--- Start of STORED RECORDS ---

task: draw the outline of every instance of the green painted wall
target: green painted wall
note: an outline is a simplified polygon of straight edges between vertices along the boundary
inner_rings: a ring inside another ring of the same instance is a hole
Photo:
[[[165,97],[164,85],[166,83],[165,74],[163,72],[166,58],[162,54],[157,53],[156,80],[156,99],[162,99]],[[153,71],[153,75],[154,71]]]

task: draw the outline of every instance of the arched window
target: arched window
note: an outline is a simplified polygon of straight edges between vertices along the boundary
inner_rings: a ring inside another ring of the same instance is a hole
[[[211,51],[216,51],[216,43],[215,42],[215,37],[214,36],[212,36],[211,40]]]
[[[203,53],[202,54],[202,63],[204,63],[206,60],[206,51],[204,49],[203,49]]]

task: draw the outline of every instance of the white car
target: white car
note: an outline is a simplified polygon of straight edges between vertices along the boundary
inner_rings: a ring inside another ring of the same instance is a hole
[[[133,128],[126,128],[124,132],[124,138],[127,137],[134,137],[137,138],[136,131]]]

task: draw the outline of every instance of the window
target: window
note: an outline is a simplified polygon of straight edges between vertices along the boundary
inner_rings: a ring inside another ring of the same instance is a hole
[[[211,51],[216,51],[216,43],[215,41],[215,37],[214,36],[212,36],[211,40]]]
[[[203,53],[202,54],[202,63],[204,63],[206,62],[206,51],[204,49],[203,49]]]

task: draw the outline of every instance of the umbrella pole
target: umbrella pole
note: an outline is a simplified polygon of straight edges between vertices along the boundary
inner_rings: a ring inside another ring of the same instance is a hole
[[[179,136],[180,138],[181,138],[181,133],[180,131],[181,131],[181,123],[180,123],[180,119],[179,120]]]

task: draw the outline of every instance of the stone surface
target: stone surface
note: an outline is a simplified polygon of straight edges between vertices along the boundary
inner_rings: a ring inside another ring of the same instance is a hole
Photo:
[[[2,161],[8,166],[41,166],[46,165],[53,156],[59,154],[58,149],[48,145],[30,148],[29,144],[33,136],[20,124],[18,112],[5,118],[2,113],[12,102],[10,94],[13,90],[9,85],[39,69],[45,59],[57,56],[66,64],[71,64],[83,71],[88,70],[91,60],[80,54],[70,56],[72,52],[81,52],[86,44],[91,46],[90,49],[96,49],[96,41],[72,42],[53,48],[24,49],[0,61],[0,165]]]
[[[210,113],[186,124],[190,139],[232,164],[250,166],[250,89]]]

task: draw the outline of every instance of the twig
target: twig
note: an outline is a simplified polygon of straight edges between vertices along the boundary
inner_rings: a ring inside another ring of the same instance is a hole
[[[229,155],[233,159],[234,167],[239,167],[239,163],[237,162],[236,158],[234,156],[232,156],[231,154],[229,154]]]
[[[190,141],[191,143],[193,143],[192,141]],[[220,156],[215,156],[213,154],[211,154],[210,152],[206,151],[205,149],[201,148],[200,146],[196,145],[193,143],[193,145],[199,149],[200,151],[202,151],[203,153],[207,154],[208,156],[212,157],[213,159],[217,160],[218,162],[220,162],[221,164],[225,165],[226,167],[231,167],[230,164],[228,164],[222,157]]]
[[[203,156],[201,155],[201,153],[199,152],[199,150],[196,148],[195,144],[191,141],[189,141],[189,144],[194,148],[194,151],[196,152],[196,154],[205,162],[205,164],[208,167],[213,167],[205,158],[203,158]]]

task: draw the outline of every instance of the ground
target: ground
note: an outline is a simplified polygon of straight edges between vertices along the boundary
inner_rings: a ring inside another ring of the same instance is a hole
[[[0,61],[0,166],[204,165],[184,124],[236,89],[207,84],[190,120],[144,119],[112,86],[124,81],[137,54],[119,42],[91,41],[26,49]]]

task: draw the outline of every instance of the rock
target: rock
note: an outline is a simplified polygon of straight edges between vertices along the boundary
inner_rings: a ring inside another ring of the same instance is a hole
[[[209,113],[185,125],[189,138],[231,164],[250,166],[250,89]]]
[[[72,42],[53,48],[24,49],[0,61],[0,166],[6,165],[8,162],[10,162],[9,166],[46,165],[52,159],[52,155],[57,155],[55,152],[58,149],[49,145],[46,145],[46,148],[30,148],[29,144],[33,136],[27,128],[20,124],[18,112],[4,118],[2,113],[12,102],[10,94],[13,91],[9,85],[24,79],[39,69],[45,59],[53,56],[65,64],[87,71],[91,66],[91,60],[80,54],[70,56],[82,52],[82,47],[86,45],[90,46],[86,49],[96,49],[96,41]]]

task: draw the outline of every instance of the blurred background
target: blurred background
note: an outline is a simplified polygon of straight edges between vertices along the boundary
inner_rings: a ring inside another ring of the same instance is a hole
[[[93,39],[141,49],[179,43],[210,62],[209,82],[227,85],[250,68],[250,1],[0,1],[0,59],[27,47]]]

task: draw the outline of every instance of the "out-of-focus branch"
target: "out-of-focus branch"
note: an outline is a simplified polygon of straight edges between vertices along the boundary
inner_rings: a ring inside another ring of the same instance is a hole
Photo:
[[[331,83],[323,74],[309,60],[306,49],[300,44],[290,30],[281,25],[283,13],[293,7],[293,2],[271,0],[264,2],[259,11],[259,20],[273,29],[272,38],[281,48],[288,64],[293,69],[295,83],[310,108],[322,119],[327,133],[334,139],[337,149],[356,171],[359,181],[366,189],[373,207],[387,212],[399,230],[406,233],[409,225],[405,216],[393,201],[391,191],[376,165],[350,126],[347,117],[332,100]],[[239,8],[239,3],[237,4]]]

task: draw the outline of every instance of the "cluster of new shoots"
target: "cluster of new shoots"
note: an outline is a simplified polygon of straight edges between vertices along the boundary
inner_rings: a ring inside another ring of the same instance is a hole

--- End of STORED RECORDS ---

Reproduce the material precisely, including every line.

▶ **RESPONSE BELOW**
task: draw the outline of every instance of the green painted wall
target: green painted wall
note: an outline is a simplified polygon of straight edges between vertices along the boundary
inner_rings: a ring inside another ring of the same instance is a hole
Photo:
[[[165,97],[164,85],[166,83],[165,74],[163,72],[166,58],[162,54],[157,53],[156,80],[156,99],[162,99]],[[153,71],[153,75],[154,71]]]

task: draw the outline of every instance of the arched window
target: arched window
note: an outline is a simplified polygon of straight edges between vertices along the boundary
inner_rings: a ring inside another ring of the same instance is a hole
[[[211,51],[216,51],[216,43],[215,42],[215,37],[214,36],[212,36],[211,40]]]
[[[203,53],[202,54],[202,63],[204,63],[206,60],[206,51],[204,49],[203,49]]]

task: draw the outline of every instance of the white car
target: white car
note: an outline is a simplified polygon of straight edges between vertices along the boundary
inner_rings: a ring inside another ring of the same instance is a hole
[[[133,128],[126,128],[124,132],[124,138],[127,137],[134,137],[137,138],[136,131]]]

task: draw the outline of every instance of the window
target: window
note: an outline is a simplified polygon of straight edges between vertices along the boundary
inner_rings: a ring inside another ring of the same instance is a hole
[[[211,51],[216,51],[216,43],[215,41],[215,37],[214,36],[212,36],[211,40]]]
[[[203,53],[202,54],[202,63],[204,63],[206,62],[206,51],[204,49],[203,49]]]

task: draw the outline of every instance of the umbrella pole
target: umbrella pole
note: an outline is a simplified polygon of straight edges between vertices along the boundary
inner_rings: a ring inside another ring of the same instance is a hole
[[[179,136],[180,138],[181,138],[181,133],[180,131],[181,131],[181,123],[180,123],[180,119],[179,120]]]

task: draw the outline of every instance of the stone surface
target: stone surface
note: an outline is a simplified polygon of straight edges between vertices along the boundary
inner_rings: a ring inside another ring of the same instance is a hole
Photo:
[[[2,161],[8,166],[41,166],[46,165],[53,156],[59,154],[58,149],[48,145],[30,148],[29,144],[33,136],[20,124],[18,112],[5,118],[2,113],[12,102],[10,94],[13,90],[9,85],[39,69],[45,59],[57,56],[66,64],[71,64],[83,71],[88,70],[91,60],[80,54],[70,56],[72,52],[81,52],[86,44],[91,46],[90,49],[96,49],[96,41],[72,42],[53,48],[24,49],[0,61],[0,165]]]
[[[210,113],[186,124],[190,139],[232,164],[250,166],[250,89]]]

task: draw the outline of every instance of the twig
target: twig
note: an outline is a simplified polygon of straight edges between vertices along the boundary
inner_rings: a ring inside another ring of the same instance is a hole
[[[229,155],[233,159],[234,167],[239,167],[239,163],[237,162],[236,158],[234,156],[232,156],[231,154],[229,154]]]
[[[190,141],[191,143],[193,143],[192,141]],[[220,156],[215,156],[213,154],[211,154],[210,152],[206,151],[205,149],[201,148],[200,146],[196,145],[193,143],[193,145],[199,149],[200,151],[202,151],[203,153],[207,154],[208,156],[212,157],[213,159],[217,160],[218,162],[220,162],[221,164],[225,165],[226,167],[231,167],[230,164],[228,164],[222,157]]]
[[[203,156],[201,155],[201,153],[199,152],[199,150],[196,148],[195,144],[191,141],[189,141],[189,144],[194,148],[194,151],[196,152],[196,154],[205,162],[205,164],[208,167],[213,167],[205,158],[203,158]]]

task: draw the outline of every instance of the ground
target: ground
note: an outline is a simplified polygon of straight edges between vertices along the boundary
inner_rings: a ring inside another ring of the same instance is a hole
[[[0,61],[0,166],[204,165],[184,124],[236,89],[207,84],[190,120],[144,119],[112,86],[124,81],[137,54],[119,42],[91,41],[26,49]]]

task: draw the outline of every instance of the rock
target: rock
note: an outline is a simplified polygon of straight edges between vertices along the boundary
inner_rings: a ring inside another ring of the same instance is a hole
[[[209,113],[185,125],[189,138],[231,164],[250,166],[250,89]]]
[[[72,42],[53,48],[24,49],[0,61],[0,166],[6,165],[8,162],[10,162],[9,166],[46,165],[52,159],[52,155],[57,155],[55,152],[58,149],[49,145],[46,145],[46,148],[30,148],[29,144],[33,136],[27,128],[20,124],[18,112],[4,118],[2,113],[12,102],[10,94],[13,91],[9,85],[24,79],[39,69],[45,59],[53,56],[65,64],[87,71],[91,66],[91,60],[80,54],[70,56],[82,52],[82,47],[86,45],[90,46],[86,49],[96,49],[96,41]]]

task: draw the outline of every instance of the blurred background
target: blurred background
note: an outline is a simplified polygon of straight edges between vertices along the boundary
inner_rings: a ring inside another ring of the same instance is a hole
[[[93,39],[141,49],[179,43],[210,62],[209,82],[227,85],[250,68],[250,1],[0,1],[0,59],[27,47]]]

task: draw the outline of every instance of the "out-of-focus branch"
target: "out-of-focus branch"
note: an outline is a simplified polygon of straight edges between vertices along the boundary
inner_rings: a ring inside another ring of the same instance is a hole
Photo:
[[[331,83],[323,74],[309,60],[306,49],[300,44],[290,30],[281,25],[283,13],[293,7],[293,2],[271,0],[264,2],[259,11],[259,20],[273,29],[272,38],[281,48],[288,64],[293,69],[295,83],[310,108],[322,119],[327,133],[334,139],[337,149],[356,171],[359,181],[366,189],[373,207],[387,212],[399,230],[406,233],[409,225],[405,216],[393,201],[391,191],[376,165],[350,126],[347,117],[332,100]],[[239,8],[239,3],[237,4]]]

task: draw the outline of every instance of the "cluster of new shoots"
target: "cluster of new shoots"
note: an outline is a simplified polygon of straight edges between vertices along the boundary
inner_rings: a ring inside another ring of the same instance is a hole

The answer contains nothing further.